# Task requirements
In the credit agreement amendment, which institution serves as administrative agent?

AMENDED AND RESTATED CREDIT AGREEMENT (LICENSING)
Franklin Credit Management Corporation 10-12G
Exhibit 10.19
AMENDMENT
NO. 5 TO
AMENDED AND RESTATED CREDIT
AGREEMENT (LICENSING)
THIS AMENDMENT NO. 5 TO AMENDED AND
RESTATED CREDIT AGREEMENT (LICENSING) (this "Amendment") is entered into as
of June __, 2012 (the "Amendment Effective Date"), by
and among FRANKLIN CREDIT MANAGEMENT CORPORATION, a Delaware Corporation ("FCMC"), and FRANKLIN CREDIT
HOLDING CORPORATION, a Delaware corporation ("FCHC" and together with FCMC,
each, a "Borrower" and
collectively, the "Borrowers"), THE FINANCIAL
INSTITUTIONS PARTY HERETO AS LENDERS (each, a "Lender" and collectively, the
"Lenders"), THE
HUNTINGTON NATIONAL BANK, a national banking association ("Huntington"), as administrative
agent (in such capacity, together with its successors and assigns in such
capacity, the "Administrative
Agent") for the benefit of the Lenders and the Issuing Bank (as defined
in the Credit Agreement (Licensing) referred to below). This
Amendment further amends and modifies a certain Amended and Restated Credit
Agreement (Licensing) dated as of March 31, 2009, as amended, supplemented,
restated or otherwise modified from time to time prior to the date hereof,
including a certain Amendment No. 1 to Amended and Restated Credit Agreement
(Licensing) dated March 26, 2010, a certain Amendment No. 2 to Amended and
Restated Credit Agreement (Licensing) dated July 20, 2010, a certain Amendment
No. 3 to Amended and Restated Credit Agreement (Licensing) dated September 22,
2010, and a certain Amendment No. 4 to Amended and Restated Credit Agreement
(Licensing) dated May 23, 2011 (as so amended, the "Credit Agreement
(Licensing)"), by and among Borrowers, the Lenders, the Administrative
Agent and Issuing Bank. Capitalized terms used in this Amendment and
not otherwise defined herein shall have the meanings ascribed to such terms in
the Credit Agreement (Licensing).

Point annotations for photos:
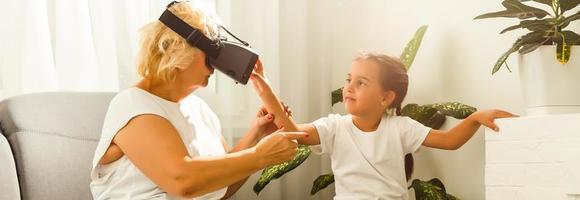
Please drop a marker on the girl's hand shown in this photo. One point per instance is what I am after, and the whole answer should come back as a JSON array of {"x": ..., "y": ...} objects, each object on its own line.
[
  {"x": 259, "y": 68},
  {"x": 278, "y": 147},
  {"x": 264, "y": 125},
  {"x": 487, "y": 117}
]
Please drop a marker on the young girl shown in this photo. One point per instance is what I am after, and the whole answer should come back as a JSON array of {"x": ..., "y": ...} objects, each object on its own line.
[{"x": 367, "y": 147}]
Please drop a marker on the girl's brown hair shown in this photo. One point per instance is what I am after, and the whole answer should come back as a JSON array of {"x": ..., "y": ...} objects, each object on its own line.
[{"x": 393, "y": 76}]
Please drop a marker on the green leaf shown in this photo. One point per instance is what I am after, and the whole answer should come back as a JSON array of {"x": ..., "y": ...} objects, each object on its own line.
[
  {"x": 564, "y": 45},
  {"x": 454, "y": 109},
  {"x": 408, "y": 55},
  {"x": 547, "y": 2},
  {"x": 426, "y": 115},
  {"x": 429, "y": 190},
  {"x": 566, "y": 5},
  {"x": 276, "y": 171},
  {"x": 516, "y": 9},
  {"x": 529, "y": 38},
  {"x": 533, "y": 25},
  {"x": 321, "y": 182},
  {"x": 566, "y": 20},
  {"x": 336, "y": 96},
  {"x": 532, "y": 46}
]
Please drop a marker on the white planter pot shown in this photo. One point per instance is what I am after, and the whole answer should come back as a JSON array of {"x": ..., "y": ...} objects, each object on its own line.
[{"x": 548, "y": 86}]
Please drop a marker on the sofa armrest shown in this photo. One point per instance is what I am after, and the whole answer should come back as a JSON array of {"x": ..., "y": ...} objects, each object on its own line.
[{"x": 8, "y": 178}]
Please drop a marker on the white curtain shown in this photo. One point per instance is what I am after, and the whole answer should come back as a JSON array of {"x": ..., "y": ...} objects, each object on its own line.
[{"x": 91, "y": 45}]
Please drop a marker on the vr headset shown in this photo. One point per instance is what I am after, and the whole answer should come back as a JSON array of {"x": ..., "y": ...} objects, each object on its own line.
[{"x": 233, "y": 59}]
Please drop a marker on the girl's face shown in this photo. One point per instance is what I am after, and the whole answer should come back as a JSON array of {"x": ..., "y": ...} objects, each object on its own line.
[{"x": 362, "y": 93}]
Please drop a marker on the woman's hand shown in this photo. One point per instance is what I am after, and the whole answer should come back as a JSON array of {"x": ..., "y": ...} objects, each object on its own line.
[
  {"x": 487, "y": 117},
  {"x": 278, "y": 147},
  {"x": 264, "y": 125}
]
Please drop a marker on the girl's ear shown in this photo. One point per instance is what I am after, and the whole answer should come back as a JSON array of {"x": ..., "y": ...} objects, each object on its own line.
[{"x": 388, "y": 98}]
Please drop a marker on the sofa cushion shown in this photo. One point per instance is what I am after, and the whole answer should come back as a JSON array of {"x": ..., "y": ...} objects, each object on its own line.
[
  {"x": 53, "y": 137},
  {"x": 8, "y": 178}
]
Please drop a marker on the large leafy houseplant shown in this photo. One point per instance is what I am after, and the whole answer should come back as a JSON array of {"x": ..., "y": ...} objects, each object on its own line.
[
  {"x": 545, "y": 27},
  {"x": 431, "y": 115}
]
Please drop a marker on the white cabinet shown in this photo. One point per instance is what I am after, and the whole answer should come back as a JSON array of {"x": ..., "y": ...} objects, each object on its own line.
[{"x": 533, "y": 158}]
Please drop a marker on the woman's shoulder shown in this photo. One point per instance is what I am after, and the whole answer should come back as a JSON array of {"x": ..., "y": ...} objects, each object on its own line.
[{"x": 135, "y": 100}]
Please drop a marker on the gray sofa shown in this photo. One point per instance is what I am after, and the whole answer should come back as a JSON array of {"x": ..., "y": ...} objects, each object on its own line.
[{"x": 47, "y": 144}]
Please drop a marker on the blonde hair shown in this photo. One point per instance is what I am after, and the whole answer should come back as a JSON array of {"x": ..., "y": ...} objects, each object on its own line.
[{"x": 162, "y": 50}]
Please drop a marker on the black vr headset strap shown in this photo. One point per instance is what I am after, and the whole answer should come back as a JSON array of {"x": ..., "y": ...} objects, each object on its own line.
[{"x": 193, "y": 36}]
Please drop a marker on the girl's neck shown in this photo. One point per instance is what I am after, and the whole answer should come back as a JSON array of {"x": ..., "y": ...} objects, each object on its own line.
[{"x": 367, "y": 123}]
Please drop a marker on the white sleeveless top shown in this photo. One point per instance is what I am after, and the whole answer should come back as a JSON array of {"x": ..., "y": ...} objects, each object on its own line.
[{"x": 195, "y": 122}]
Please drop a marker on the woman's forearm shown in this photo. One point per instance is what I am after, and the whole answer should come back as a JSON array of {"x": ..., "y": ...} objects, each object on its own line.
[
  {"x": 249, "y": 140},
  {"x": 210, "y": 174}
]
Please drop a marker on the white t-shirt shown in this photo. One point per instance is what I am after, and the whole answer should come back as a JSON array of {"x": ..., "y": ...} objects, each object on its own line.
[
  {"x": 369, "y": 165},
  {"x": 195, "y": 122}
]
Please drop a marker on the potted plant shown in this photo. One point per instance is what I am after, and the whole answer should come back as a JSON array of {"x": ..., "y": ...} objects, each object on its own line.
[
  {"x": 548, "y": 54},
  {"x": 431, "y": 115}
]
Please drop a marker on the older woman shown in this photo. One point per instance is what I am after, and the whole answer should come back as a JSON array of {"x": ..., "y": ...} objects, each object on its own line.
[{"x": 150, "y": 150}]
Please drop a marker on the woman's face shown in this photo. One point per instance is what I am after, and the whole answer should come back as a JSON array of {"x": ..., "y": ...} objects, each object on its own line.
[{"x": 197, "y": 74}]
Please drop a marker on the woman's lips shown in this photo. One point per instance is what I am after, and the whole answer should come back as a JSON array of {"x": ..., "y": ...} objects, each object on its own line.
[{"x": 349, "y": 99}]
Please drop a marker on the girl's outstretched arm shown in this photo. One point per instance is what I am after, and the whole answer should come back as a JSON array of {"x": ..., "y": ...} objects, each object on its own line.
[
  {"x": 460, "y": 134},
  {"x": 281, "y": 119}
]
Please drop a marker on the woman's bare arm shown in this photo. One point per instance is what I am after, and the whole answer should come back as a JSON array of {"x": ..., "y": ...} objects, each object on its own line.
[{"x": 153, "y": 145}]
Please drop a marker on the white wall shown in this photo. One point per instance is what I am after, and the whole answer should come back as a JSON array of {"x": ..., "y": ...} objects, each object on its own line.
[
  {"x": 318, "y": 39},
  {"x": 307, "y": 47}
]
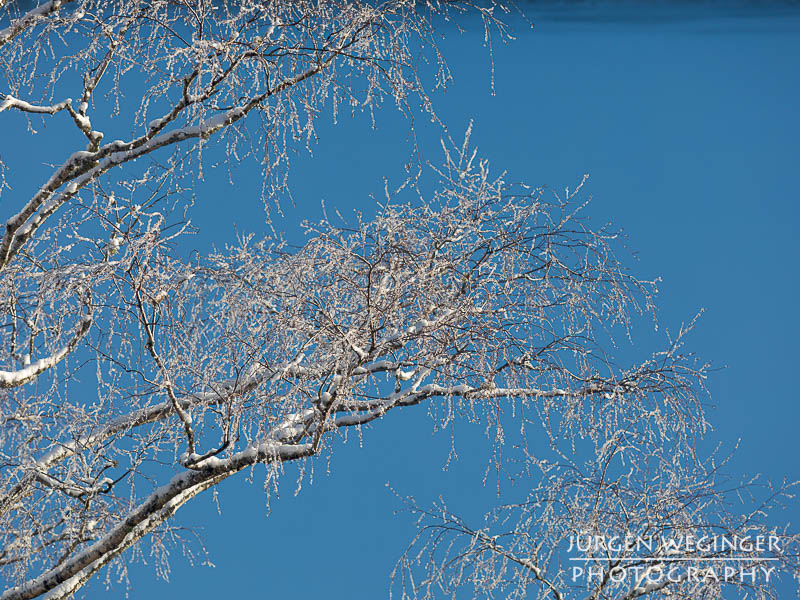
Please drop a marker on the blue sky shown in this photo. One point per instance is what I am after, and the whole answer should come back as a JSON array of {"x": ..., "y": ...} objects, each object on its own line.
[{"x": 690, "y": 133}]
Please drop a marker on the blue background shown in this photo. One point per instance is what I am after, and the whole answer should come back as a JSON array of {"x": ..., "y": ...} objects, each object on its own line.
[{"x": 686, "y": 119}]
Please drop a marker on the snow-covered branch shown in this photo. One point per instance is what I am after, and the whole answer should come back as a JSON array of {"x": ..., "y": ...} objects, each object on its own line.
[
  {"x": 10, "y": 379},
  {"x": 30, "y": 19}
]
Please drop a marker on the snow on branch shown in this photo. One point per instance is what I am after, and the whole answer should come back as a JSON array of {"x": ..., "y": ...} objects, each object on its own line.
[
  {"x": 29, "y": 19},
  {"x": 10, "y": 379}
]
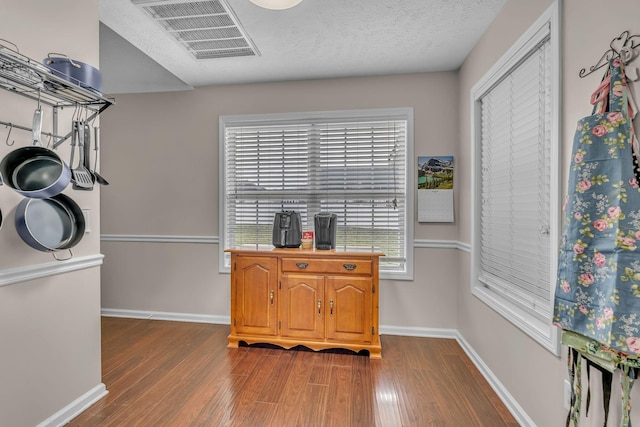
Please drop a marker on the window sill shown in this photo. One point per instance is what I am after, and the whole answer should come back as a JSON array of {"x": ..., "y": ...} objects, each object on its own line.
[{"x": 544, "y": 333}]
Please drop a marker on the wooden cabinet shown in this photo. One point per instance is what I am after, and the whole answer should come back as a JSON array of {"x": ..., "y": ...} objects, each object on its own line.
[{"x": 319, "y": 299}]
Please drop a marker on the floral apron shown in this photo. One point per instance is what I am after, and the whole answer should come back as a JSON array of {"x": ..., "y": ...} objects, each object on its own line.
[{"x": 597, "y": 297}]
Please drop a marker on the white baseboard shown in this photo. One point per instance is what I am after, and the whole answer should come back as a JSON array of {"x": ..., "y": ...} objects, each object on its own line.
[
  {"x": 512, "y": 405},
  {"x": 76, "y": 407},
  {"x": 510, "y": 402},
  {"x": 161, "y": 315},
  {"x": 411, "y": 331},
  {"x": 12, "y": 276}
]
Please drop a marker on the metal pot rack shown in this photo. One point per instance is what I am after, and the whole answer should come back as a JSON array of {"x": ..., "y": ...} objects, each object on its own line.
[{"x": 24, "y": 76}]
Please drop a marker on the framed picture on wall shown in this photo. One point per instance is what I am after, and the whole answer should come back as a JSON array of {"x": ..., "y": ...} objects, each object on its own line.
[{"x": 435, "y": 188}]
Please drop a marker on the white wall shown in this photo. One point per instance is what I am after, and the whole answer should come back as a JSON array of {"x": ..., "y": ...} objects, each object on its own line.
[
  {"x": 49, "y": 327},
  {"x": 531, "y": 374},
  {"x": 161, "y": 156}
]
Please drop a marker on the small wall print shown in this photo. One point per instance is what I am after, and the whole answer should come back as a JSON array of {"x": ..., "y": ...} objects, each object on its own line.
[{"x": 435, "y": 189}]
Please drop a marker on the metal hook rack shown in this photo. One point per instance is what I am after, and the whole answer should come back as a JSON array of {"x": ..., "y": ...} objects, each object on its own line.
[
  {"x": 623, "y": 47},
  {"x": 24, "y": 76}
]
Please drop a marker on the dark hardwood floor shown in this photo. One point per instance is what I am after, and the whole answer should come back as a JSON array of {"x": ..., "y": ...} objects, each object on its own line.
[{"x": 181, "y": 374}]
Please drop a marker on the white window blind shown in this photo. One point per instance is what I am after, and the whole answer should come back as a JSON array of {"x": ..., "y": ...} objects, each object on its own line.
[
  {"x": 515, "y": 185},
  {"x": 355, "y": 168}
]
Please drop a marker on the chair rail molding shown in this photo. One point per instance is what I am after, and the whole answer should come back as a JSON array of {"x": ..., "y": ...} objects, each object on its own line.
[{"x": 12, "y": 276}]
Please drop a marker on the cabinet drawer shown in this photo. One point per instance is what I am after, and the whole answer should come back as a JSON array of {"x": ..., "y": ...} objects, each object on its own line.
[{"x": 327, "y": 266}]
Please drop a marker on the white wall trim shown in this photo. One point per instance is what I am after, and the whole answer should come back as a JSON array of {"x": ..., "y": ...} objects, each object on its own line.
[
  {"x": 75, "y": 408},
  {"x": 411, "y": 331},
  {"x": 510, "y": 402},
  {"x": 158, "y": 238},
  {"x": 442, "y": 244},
  {"x": 160, "y": 315},
  {"x": 12, "y": 276}
]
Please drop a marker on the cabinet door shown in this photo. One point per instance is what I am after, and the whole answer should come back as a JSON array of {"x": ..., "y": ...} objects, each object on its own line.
[
  {"x": 254, "y": 305},
  {"x": 302, "y": 310},
  {"x": 348, "y": 309}
]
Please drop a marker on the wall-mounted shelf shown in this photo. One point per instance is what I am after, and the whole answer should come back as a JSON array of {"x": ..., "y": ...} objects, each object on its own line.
[{"x": 24, "y": 76}]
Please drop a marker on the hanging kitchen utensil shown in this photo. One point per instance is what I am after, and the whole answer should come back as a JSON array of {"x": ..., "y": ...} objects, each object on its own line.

# Complete answer
The Huntington National Bank